• **Given instruction**
Copy the material below, changing every "Outline" to "Mark" and leaving everything else the same.

• **Available records**
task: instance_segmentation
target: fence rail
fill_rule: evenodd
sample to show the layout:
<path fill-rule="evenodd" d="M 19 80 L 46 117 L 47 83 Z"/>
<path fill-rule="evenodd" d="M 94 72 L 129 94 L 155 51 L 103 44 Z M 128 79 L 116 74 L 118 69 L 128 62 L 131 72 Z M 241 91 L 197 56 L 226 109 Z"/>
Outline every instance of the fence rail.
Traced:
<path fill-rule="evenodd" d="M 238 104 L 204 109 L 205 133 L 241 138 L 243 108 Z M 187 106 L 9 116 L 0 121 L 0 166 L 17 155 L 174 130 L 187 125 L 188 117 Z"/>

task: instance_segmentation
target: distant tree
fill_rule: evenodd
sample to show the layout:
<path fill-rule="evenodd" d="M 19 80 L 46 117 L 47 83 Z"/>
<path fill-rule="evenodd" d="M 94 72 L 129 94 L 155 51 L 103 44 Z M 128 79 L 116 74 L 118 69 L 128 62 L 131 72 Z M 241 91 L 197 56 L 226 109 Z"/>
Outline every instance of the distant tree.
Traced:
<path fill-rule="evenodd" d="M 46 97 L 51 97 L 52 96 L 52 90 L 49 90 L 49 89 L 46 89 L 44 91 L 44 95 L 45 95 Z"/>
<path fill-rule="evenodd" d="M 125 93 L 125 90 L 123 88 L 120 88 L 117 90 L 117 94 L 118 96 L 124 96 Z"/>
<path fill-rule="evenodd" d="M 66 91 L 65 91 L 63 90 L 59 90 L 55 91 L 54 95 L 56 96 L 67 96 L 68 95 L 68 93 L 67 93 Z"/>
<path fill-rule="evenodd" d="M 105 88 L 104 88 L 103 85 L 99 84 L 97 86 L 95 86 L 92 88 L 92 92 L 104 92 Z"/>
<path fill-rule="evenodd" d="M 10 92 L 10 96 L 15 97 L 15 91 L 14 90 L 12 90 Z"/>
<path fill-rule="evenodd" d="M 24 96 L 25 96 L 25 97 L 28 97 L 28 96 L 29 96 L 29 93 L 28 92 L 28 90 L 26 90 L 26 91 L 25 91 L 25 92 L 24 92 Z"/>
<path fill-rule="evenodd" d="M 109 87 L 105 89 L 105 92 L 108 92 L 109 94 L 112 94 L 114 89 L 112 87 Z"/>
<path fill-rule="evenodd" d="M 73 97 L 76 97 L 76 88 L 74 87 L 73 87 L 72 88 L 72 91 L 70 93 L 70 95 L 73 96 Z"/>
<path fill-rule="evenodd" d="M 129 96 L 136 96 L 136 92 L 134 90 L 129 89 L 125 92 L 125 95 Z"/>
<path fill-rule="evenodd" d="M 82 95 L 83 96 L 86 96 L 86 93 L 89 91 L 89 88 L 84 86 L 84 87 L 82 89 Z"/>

• **Solution**
task: instance_segmentation
target: fence rail
fill_rule: evenodd
sample to show the layout:
<path fill-rule="evenodd" d="M 19 80 L 46 117 L 47 83 Z"/>
<path fill-rule="evenodd" d="M 94 72 L 129 94 L 155 51 L 103 44 Z M 128 79 L 116 74 L 118 69 L 128 62 L 131 72 Z M 241 91 L 197 56 L 226 109 Z"/>
Mark every instance of the fence rail.
Traced:
<path fill-rule="evenodd" d="M 238 104 L 204 109 L 205 133 L 241 138 L 243 108 Z M 187 106 L 9 116 L 0 121 L 0 166 L 17 155 L 174 130 L 187 125 L 188 117 Z"/>

task: instance_segmentation
target: distant tree
fill_rule: evenodd
sample to show the layout:
<path fill-rule="evenodd" d="M 19 80 L 46 117 L 47 83 Z"/>
<path fill-rule="evenodd" d="M 94 72 L 129 94 L 155 51 L 103 44 Z M 128 79 L 116 74 L 118 69 L 128 62 L 131 72 Z M 241 91 L 197 56 L 226 109 Z"/>
Mark every instance of the distant tree.
Traced:
<path fill-rule="evenodd" d="M 46 97 L 51 97 L 52 96 L 52 90 L 49 90 L 49 89 L 46 89 L 44 91 L 44 95 L 45 95 Z"/>
<path fill-rule="evenodd" d="M 125 93 L 125 90 L 123 88 L 120 88 L 117 90 L 117 94 L 118 96 L 124 96 Z"/>
<path fill-rule="evenodd" d="M 66 91 L 65 91 L 63 90 L 59 90 L 55 91 L 54 95 L 56 96 L 67 96 L 68 95 L 68 93 L 67 93 Z"/>
<path fill-rule="evenodd" d="M 105 88 L 104 88 L 103 85 L 99 84 L 97 86 L 95 86 L 92 88 L 92 92 L 104 92 Z"/>
<path fill-rule="evenodd" d="M 10 92 L 10 96 L 15 97 L 15 91 L 14 90 L 12 90 Z"/>
<path fill-rule="evenodd" d="M 24 96 L 25 96 L 25 97 L 28 97 L 28 96 L 29 96 L 29 93 L 28 92 L 28 90 L 26 90 L 26 91 L 25 91 L 25 92 L 24 92 Z"/>
<path fill-rule="evenodd" d="M 109 87 L 105 89 L 105 92 L 108 92 L 109 94 L 112 94 L 114 89 L 112 87 Z"/>
<path fill-rule="evenodd" d="M 73 97 L 76 97 L 76 88 L 74 87 L 73 87 L 72 88 L 72 91 L 70 93 L 70 95 L 73 96 Z"/>
<path fill-rule="evenodd" d="M 129 96 L 136 96 L 136 92 L 134 90 L 129 89 L 125 92 L 125 95 Z"/>
<path fill-rule="evenodd" d="M 82 95 L 83 96 L 86 96 L 86 93 L 89 91 L 89 88 L 84 86 L 84 87 L 82 89 Z"/>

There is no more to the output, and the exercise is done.